Teks Halaman:
************

Memasuki tahun 2019, Mahkamah Konstitusi (MK) menggelar Refleksi Tahun 2018 dan Proyeksi Kinerja Tahun 2019 pada Senin (28/1/2019) di Le Meridien Hotel, Jakarta. Kegiatan ini ditujukan untuk menyampaikan kinerja MK selama 2018 dan proyeksi kinerja MK pada 2019 yang merupakan tahun politik.
Dalam pemaparannya, Ketua MK Anwar Usman menyampaikan Refleksi Kinerja Tahun 2018, yang mengemukakan kegiatan dan hal-hal strategis yang telah dilakukan dan dicapai MK sepanjang tahun 2018. Kemudian, ia juga menyampaikan Proyeksi Kinerja Tahun 2019, yang mengutarakan secara garis besar sejumlah perencanaan strategis dan kegiatan-kegiatan yang akan dilakukan MK pada 2019 beserta dengan alokasi anggarannya.
“Refleksi Kinerja MK Tahun 2018 ini mengemukakan hal-hal strategis dan kegiatan yang telah dilakukan dan dicapai MK sepanjang tahun 2018. Kesemuanya dilakukan guna memastikan kelancaran pelaksanaan kewenangan konstitusional MK, utamanya peran MK dalam mengawal daulat rakyat, baik melalui putusan pengujian undang-undang maupun perkara perselisihan hasil pilkada,” terang Anwar.
Jumlah Perkara 2018
Selain itu, Anwar menyebut sepanjang 2018, MK telah meregistrasi sebanyak 102 perkara pengujian UU dan 72 perkara perselisihan hasil pilkada (PHP Kada). Jumlah perkara PUU tersebut, sama persis dengan jumlah PUU yang diregistrasi MK pada 2017. Dari jumlah tersebut, terdapat lanjutan pemeriksaan perkara PUU tahun sebelumnya, yakni sebanyak 49 perkara. “Dengan demikian, total perkara yang ditangani MK pada tahun 2018 (PUU dan PHP Kada) sejumlah 223 perkara, yang terdiri atas 151 perkara pengujian UU dan 72 perkara perselisihan hasil pilkada,” paparnya di hadapan sejumlah pimpinan lembaga negara, LSM, serta media massa tersebut.

************

[Catatan pelabelan lokasi]

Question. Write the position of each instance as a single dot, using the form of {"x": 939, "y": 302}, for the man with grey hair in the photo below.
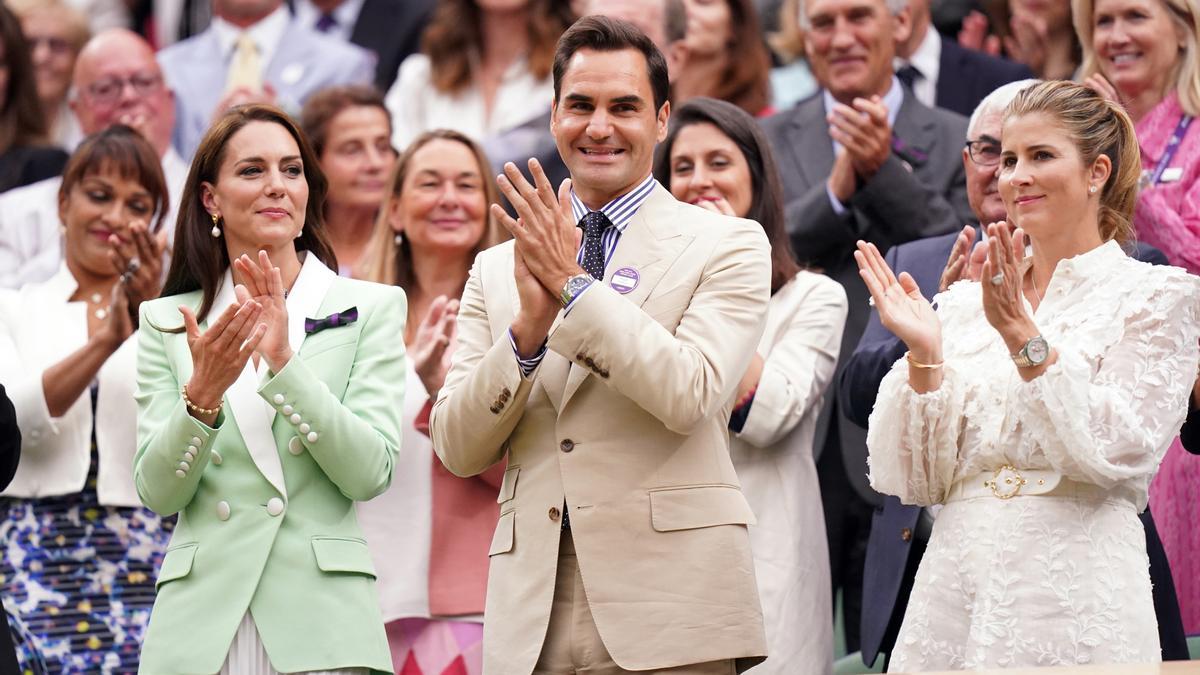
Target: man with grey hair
{"x": 861, "y": 160}
{"x": 899, "y": 532}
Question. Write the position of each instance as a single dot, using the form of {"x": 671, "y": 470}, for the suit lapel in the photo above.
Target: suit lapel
{"x": 648, "y": 246}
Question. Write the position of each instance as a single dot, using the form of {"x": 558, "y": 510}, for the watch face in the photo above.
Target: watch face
{"x": 1038, "y": 350}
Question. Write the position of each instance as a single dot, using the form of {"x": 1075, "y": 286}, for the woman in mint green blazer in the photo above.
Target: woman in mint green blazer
{"x": 269, "y": 399}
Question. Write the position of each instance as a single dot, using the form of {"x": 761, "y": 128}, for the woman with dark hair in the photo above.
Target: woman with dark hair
{"x": 1036, "y": 406}
{"x": 268, "y": 569}
{"x": 79, "y": 549}
{"x": 24, "y": 156}
{"x": 715, "y": 156}
{"x": 727, "y": 58}
{"x": 484, "y": 69}
{"x": 351, "y": 133}
{"x": 431, "y": 530}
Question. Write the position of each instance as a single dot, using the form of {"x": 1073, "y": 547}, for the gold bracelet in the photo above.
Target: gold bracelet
{"x": 197, "y": 408}
{"x": 916, "y": 363}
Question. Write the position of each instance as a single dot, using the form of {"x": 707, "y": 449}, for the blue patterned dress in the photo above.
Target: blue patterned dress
{"x": 78, "y": 578}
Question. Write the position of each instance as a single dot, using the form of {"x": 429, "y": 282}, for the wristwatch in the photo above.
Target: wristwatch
{"x": 574, "y": 286}
{"x": 1035, "y": 353}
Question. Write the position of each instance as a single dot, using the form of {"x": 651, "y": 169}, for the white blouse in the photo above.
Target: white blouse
{"x": 417, "y": 106}
{"x": 1042, "y": 580}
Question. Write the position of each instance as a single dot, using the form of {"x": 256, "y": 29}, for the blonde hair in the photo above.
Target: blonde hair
{"x": 1098, "y": 126}
{"x": 1183, "y": 15}
{"x": 391, "y": 263}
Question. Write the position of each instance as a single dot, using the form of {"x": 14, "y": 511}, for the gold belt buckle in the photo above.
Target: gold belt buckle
{"x": 1006, "y": 483}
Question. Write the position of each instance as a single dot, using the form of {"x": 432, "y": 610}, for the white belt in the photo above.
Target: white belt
{"x": 1008, "y": 482}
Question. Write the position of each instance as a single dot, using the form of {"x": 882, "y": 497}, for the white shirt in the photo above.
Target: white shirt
{"x": 1042, "y": 579}
{"x": 267, "y": 35}
{"x": 928, "y": 61}
{"x": 30, "y": 237}
{"x": 417, "y": 106}
{"x": 345, "y": 15}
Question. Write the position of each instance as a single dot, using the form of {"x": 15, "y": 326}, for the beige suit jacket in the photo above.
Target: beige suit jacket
{"x": 625, "y": 420}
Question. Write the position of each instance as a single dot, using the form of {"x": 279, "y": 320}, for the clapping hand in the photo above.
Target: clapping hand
{"x": 903, "y": 309}
{"x": 263, "y": 284}
{"x": 436, "y": 339}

************

Soal: Menurut teks tentang refleksi kinerja MK, di hadapan pihak-pihak mana saja Anwar memaparkan jumlah perkara tahun 2018? Item-item ini sama sekali tidak berperan dalam tugas.

Jawaban: Pimpinan lembaga negara, LSM, dan media massa.